### How to complete this task
Leaving the pictures aside, restate all of the data exactly.
Task material below:
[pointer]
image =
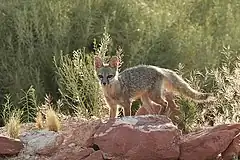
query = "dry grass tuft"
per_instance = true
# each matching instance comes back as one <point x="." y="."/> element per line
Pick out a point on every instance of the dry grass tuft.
<point x="52" y="121"/>
<point x="13" y="125"/>
<point x="39" y="120"/>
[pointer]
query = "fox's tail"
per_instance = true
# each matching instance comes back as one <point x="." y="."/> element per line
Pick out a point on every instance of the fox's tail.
<point x="183" y="87"/>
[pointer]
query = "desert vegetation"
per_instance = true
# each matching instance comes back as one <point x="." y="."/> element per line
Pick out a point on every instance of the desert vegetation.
<point x="47" y="48"/>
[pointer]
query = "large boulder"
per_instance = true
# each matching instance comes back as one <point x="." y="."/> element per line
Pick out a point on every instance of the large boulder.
<point x="209" y="143"/>
<point x="9" y="147"/>
<point x="139" y="137"/>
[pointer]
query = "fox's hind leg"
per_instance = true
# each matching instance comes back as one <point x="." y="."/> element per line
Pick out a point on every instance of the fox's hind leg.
<point x="113" y="110"/>
<point x="157" y="96"/>
<point x="148" y="104"/>
<point x="126" y="107"/>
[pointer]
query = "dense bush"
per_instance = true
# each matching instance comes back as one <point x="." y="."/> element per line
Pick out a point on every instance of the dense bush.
<point x="163" y="33"/>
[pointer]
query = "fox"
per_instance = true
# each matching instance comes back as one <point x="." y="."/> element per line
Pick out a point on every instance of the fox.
<point x="145" y="82"/>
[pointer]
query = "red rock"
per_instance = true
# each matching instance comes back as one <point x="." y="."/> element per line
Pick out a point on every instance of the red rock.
<point x="233" y="150"/>
<point x="80" y="132"/>
<point x="50" y="149"/>
<point x="41" y="142"/>
<point x="98" y="155"/>
<point x="208" y="143"/>
<point x="73" y="154"/>
<point x="139" y="138"/>
<point x="10" y="146"/>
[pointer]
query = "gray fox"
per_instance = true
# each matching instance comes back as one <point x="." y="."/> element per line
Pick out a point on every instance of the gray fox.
<point x="145" y="82"/>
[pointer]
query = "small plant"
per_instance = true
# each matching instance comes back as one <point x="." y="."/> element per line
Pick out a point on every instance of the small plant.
<point x="39" y="120"/>
<point x="13" y="124"/>
<point x="52" y="121"/>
End of Task material.
### Expected answer
[pointer]
image =
query = "dry grass tuft"
per_instance = true
# each matching instance comes back as one <point x="." y="."/> element per line
Pick out a point on every instance of the dry grass tuft.
<point x="52" y="121"/>
<point x="13" y="125"/>
<point x="39" y="120"/>
[pointer]
query = "fox's tail"
per_instance = true
# each matching instance comes back as one <point x="." y="."/> element per line
Pick out a point on every instance of the fox's tail.
<point x="183" y="87"/>
[pointer]
query = "desert vegetation"
per_instance = true
# each matching instance comes back as one <point x="." y="."/> element per line
Pick out a point on every instance of the desert vegetation.
<point x="47" y="48"/>
[pointer]
query = "large boulder"
per_instance = true
# each matching instance comes back as one <point x="." y="."/> element per line
Pick out a point on every instance of the large boulder.
<point x="209" y="143"/>
<point x="9" y="147"/>
<point x="139" y="137"/>
[pointer]
query = "fox's hind leg"
per_instance = true
# each matching instance comes back as one <point x="." y="."/> element per line
Pick out a point on every instance of the fox's hind leg.
<point x="113" y="110"/>
<point x="157" y="96"/>
<point x="148" y="104"/>
<point x="126" y="107"/>
[pointer]
query = "dense bush"
per_instance = true
# each matching instance comes back as one <point x="." y="."/> element per line
Pick out a point on every instance of the dense bush.
<point x="163" y="33"/>
[pointer]
query = "fox"
per_instance = true
# each matching instance comes back as one <point x="." y="."/> element per line
Pick out a point on every instance of the fox.
<point x="145" y="82"/>
[pointer]
query = "red rock"
per_instance = true
# each matching instance comes back as one <point x="." y="."/> element per line
Pick out a point on every instance of the red rock.
<point x="233" y="150"/>
<point x="80" y="132"/>
<point x="50" y="149"/>
<point x="41" y="142"/>
<point x="98" y="155"/>
<point x="208" y="143"/>
<point x="73" y="154"/>
<point x="139" y="138"/>
<point x="10" y="146"/>
[pointer]
query = "gray fox"
per_instance = true
# each matching instance comes back as one <point x="." y="."/> element per line
Pick out a point on every instance of the gray fox.
<point x="145" y="82"/>
[pointer]
query = "small plant"
per_instance = true
# each matching instance comes back as one <point x="." y="."/> element per line
Pick out a point on every instance of the small plant.
<point x="39" y="120"/>
<point x="13" y="124"/>
<point x="52" y="121"/>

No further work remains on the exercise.